Евгений Шварц - Тень. Голый король (сборник)
– Не могу – сокрушенно признался писатель – Не получается. Себя не переделаешь!
Николай Чуковский
Высокое слово – писатель
На одном писательском собрании в Ленинграде, в середине тридцатых годов, выступил Евгений Львович Шварц и между прочим сказал:
«Конечно, никому не возбраняется втайне, в глубине души надеяться, что он недурен собой и что кто-нибудь, может быть, считает его красивым. Но утверждать публично: я – красивый – непристойно. Так и пишущий может в глубине души надеяться, что он писатель. Но говорить вслух: я – писатель – нельзя. Вслух можно сказать: я – член Союза писателей, потому что это есть факт, удостоверяемый членским билетом, подписью и печатью. А писатель – слишком высокое слово…».
Он так действительно думал и никогда не называл себя писателем. В советской литературе проработал он лет тридцать пять, но только к концу этого периода стали понимать, как значительно, важно, своеобразно и неповторимо все, что он делает. Сначала это понимали только несколько человек, да и то не в полную меру. Потом это стали понимать довольно многие. И с каждым годом становится все яснее, что он был одним из замечательнейших писателей России.

···

**ПИСЬМЕННОЕ ЗАДАНИЕ:**
Как будет выглядеть отрывок текста о Шварце между «Он так действительно» и «замечательнейших писателей России.» включительно, если заменить «тридцать пять» на «сорок»?

**ПЕРЕЧЕНЬ ДАННЫХ:**
···

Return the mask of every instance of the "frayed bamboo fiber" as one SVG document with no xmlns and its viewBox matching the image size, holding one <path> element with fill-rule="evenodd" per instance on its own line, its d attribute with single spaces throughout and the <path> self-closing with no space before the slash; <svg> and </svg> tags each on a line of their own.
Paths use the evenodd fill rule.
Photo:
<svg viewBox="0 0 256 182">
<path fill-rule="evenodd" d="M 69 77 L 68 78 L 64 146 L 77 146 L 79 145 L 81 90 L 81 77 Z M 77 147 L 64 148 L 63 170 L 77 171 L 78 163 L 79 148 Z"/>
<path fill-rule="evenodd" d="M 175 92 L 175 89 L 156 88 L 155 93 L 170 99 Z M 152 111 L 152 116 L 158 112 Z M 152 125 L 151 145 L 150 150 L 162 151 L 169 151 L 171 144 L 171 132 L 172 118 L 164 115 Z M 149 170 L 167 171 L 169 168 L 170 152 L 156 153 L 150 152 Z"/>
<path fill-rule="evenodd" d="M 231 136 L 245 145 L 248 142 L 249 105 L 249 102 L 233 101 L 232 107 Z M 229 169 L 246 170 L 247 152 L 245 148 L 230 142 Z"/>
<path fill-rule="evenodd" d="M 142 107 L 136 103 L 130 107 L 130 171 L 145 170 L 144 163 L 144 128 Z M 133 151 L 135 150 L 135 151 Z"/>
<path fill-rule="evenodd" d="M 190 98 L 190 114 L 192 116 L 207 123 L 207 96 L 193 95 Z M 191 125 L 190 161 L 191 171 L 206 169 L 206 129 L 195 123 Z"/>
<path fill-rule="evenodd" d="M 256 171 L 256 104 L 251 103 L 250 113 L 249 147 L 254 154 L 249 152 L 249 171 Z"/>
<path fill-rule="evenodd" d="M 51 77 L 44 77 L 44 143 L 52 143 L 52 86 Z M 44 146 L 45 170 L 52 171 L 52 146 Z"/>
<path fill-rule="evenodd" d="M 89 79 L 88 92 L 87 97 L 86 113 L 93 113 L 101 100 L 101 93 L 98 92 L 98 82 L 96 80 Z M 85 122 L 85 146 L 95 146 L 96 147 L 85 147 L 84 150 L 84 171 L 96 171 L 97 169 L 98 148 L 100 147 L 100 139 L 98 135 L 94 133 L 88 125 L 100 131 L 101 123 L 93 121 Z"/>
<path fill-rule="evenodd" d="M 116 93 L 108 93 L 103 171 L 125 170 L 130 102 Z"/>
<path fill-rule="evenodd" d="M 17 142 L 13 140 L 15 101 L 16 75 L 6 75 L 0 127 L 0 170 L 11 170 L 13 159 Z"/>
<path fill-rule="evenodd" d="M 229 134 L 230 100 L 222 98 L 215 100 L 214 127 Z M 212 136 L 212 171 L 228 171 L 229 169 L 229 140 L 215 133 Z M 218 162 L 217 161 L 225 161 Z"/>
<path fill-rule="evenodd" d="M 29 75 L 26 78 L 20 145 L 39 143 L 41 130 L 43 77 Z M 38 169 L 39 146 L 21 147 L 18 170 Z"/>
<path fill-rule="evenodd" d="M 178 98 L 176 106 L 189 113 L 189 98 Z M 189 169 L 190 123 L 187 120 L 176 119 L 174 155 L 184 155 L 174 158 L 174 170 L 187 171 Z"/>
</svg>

···

**РЕЗУЛЬТАТ УПРАЖНЕНИЯ:**
Он так действительно думал и никогда не называл себя писателем. В советской литературе проработал он лет сорок, но только к концу этого периода стали понимать, как значительно, важно, своеобразно и неповторимо все, что он делает. Сначала это понимали только несколько человек, да и то не в полную меру. Потом это стали понимать довольно многие. И с каждым годом становится все яснее, что он был одним из замечательнейших писателей России.